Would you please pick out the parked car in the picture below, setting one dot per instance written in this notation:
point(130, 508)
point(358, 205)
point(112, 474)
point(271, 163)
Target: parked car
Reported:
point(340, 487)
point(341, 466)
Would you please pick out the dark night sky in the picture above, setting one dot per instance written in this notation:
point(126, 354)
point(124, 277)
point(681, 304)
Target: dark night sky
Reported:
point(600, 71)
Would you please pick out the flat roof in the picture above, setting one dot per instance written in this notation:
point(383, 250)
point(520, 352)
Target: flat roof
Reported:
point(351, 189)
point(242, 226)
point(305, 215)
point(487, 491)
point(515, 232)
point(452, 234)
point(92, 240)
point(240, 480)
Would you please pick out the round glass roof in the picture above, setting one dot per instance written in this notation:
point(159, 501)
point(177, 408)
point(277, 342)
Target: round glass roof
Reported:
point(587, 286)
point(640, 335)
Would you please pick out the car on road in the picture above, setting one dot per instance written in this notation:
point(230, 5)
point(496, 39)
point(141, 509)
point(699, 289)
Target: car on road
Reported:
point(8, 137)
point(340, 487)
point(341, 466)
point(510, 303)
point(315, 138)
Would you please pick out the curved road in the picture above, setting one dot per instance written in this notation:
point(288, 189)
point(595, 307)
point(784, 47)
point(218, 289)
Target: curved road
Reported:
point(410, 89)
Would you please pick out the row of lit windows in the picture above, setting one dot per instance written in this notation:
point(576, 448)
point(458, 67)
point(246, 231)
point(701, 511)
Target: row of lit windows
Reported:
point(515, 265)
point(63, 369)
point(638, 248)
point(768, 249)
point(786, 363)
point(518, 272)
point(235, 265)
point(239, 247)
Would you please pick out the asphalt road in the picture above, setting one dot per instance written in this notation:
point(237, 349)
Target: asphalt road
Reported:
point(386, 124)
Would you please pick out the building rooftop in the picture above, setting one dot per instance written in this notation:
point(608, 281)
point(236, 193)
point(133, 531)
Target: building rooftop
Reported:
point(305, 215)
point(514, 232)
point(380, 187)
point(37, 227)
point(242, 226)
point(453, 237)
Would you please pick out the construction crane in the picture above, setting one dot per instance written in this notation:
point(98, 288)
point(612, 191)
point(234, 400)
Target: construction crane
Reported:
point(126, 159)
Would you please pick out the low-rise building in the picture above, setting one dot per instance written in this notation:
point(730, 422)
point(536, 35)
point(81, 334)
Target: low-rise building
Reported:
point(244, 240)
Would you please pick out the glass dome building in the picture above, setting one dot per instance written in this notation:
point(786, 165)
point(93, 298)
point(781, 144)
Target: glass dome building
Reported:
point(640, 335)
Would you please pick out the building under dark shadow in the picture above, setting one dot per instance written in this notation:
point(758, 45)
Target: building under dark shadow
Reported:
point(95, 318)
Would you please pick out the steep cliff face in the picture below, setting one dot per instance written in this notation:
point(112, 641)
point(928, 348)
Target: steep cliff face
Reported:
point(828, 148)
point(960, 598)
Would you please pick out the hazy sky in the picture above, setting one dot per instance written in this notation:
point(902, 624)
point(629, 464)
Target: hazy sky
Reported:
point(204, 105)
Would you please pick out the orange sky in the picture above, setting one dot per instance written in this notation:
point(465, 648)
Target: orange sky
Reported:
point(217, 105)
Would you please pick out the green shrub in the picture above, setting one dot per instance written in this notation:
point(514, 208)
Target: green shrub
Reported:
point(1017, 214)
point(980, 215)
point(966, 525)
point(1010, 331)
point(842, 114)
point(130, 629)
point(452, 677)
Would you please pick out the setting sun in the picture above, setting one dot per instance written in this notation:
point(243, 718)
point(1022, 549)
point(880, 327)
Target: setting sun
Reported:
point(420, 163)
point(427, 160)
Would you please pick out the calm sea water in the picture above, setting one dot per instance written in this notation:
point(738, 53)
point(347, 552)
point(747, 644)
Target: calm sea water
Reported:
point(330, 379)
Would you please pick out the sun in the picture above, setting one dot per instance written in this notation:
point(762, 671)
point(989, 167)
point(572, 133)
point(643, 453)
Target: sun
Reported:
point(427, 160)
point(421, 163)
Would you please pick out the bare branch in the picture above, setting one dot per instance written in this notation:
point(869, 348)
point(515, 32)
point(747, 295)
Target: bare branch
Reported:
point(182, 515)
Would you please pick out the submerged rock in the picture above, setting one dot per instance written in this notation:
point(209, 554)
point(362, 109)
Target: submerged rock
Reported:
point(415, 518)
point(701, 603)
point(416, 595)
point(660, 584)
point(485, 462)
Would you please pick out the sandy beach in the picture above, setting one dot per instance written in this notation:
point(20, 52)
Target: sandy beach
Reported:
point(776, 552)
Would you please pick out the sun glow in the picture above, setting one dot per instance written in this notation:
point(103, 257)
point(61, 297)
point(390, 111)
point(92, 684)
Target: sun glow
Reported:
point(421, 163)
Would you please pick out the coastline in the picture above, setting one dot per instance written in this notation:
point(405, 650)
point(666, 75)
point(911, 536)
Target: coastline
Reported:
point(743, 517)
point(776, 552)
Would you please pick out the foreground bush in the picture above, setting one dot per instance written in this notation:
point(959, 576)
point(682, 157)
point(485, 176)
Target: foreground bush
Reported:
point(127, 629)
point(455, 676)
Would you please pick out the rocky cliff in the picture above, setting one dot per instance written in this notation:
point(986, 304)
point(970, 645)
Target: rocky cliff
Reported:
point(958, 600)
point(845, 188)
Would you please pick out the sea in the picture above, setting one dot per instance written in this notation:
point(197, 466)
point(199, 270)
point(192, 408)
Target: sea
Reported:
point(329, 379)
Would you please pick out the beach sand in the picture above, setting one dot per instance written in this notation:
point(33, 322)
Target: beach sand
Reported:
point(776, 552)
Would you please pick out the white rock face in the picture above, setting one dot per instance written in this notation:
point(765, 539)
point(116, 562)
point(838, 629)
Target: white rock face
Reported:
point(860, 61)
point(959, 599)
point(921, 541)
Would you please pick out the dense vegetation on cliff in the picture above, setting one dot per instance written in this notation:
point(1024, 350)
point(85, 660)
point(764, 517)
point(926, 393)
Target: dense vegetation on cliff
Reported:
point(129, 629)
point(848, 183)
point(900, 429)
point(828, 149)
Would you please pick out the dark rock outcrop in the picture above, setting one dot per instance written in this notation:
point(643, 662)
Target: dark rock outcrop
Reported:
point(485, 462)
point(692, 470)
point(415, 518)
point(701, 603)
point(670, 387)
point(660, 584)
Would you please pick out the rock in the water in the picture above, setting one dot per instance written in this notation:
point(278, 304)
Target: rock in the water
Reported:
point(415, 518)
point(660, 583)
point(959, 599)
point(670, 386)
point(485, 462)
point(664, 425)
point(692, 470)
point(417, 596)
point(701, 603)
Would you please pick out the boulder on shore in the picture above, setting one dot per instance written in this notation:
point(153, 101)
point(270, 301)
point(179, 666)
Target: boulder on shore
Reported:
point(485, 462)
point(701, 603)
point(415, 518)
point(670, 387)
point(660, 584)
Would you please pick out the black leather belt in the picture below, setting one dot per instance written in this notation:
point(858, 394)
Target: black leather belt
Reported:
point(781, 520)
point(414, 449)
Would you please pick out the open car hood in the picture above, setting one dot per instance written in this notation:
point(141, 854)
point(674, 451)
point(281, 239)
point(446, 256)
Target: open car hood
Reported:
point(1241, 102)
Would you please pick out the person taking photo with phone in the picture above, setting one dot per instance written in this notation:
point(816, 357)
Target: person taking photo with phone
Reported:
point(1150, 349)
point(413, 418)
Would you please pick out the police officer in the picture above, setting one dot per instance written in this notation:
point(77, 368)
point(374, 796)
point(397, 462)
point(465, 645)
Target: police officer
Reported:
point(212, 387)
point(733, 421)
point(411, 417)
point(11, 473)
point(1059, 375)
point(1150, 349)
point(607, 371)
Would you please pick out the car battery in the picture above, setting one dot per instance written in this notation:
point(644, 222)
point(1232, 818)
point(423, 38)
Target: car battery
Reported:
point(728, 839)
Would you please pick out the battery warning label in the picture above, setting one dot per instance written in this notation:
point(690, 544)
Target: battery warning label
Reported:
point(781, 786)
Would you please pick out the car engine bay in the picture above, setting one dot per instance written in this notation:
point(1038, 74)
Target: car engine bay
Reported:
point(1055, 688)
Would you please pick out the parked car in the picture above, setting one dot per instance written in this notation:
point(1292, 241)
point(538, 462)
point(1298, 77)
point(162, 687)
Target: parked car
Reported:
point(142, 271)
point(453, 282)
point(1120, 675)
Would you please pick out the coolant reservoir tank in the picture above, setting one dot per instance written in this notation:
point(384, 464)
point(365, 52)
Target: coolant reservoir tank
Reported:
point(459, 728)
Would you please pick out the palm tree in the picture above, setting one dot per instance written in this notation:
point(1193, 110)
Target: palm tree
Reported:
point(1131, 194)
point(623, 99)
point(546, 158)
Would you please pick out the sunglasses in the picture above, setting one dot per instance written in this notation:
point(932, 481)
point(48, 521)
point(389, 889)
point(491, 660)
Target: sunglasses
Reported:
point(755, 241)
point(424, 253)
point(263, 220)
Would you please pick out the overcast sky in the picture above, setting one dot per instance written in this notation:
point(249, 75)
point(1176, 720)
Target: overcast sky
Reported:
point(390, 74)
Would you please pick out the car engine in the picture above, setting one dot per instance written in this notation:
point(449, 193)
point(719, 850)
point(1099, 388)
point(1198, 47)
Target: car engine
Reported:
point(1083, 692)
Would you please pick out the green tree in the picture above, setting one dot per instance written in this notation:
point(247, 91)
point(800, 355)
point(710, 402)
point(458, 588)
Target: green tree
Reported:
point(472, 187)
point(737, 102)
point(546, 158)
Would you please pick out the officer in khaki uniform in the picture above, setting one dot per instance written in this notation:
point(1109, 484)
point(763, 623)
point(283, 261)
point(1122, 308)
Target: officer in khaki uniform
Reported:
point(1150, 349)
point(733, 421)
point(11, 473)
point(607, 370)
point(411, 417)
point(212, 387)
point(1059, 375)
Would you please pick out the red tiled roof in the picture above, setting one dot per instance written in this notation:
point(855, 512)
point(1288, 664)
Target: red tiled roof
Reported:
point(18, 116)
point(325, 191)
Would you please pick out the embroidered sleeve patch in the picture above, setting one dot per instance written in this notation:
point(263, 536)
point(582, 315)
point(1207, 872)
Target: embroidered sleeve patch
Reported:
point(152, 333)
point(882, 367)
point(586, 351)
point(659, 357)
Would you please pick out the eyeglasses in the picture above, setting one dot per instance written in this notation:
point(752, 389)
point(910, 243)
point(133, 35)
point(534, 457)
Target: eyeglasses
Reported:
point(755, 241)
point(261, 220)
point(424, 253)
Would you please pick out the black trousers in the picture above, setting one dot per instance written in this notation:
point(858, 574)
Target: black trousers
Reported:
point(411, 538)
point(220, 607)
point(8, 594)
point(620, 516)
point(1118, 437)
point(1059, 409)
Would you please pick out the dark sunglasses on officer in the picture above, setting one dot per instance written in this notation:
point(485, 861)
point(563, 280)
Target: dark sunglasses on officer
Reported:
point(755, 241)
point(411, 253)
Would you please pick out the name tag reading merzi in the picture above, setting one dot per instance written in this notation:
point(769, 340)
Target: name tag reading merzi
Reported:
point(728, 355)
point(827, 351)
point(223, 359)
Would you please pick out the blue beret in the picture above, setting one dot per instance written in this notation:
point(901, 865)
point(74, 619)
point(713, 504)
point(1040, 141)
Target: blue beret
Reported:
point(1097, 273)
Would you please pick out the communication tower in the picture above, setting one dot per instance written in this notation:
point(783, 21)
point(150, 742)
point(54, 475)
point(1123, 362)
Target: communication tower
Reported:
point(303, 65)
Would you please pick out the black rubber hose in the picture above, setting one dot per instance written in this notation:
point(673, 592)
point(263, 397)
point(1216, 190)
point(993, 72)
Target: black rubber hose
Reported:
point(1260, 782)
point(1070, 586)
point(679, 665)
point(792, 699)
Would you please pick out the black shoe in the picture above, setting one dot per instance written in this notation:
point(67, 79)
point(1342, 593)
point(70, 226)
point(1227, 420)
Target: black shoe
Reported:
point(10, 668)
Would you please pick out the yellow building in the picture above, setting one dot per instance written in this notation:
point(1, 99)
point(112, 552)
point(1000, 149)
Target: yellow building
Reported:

• [INSTRUCTIONS TO FOLLOW]
Starting with the line that contains "Would you please pick out the open" and continuing through the line that contains "point(1241, 102)", convert only those lines of the records above into a numbered list, omitting any blank lines.

• [FINISHED EXERCISE]
1. Would you please pick out the open car hood in the picture above, setting one dot per instance written in this notation:
2. point(141, 854)
3. point(674, 451)
4. point(281, 239)
5. point(446, 256)
6. Target: open car hood
7. Reported:
8. point(1241, 102)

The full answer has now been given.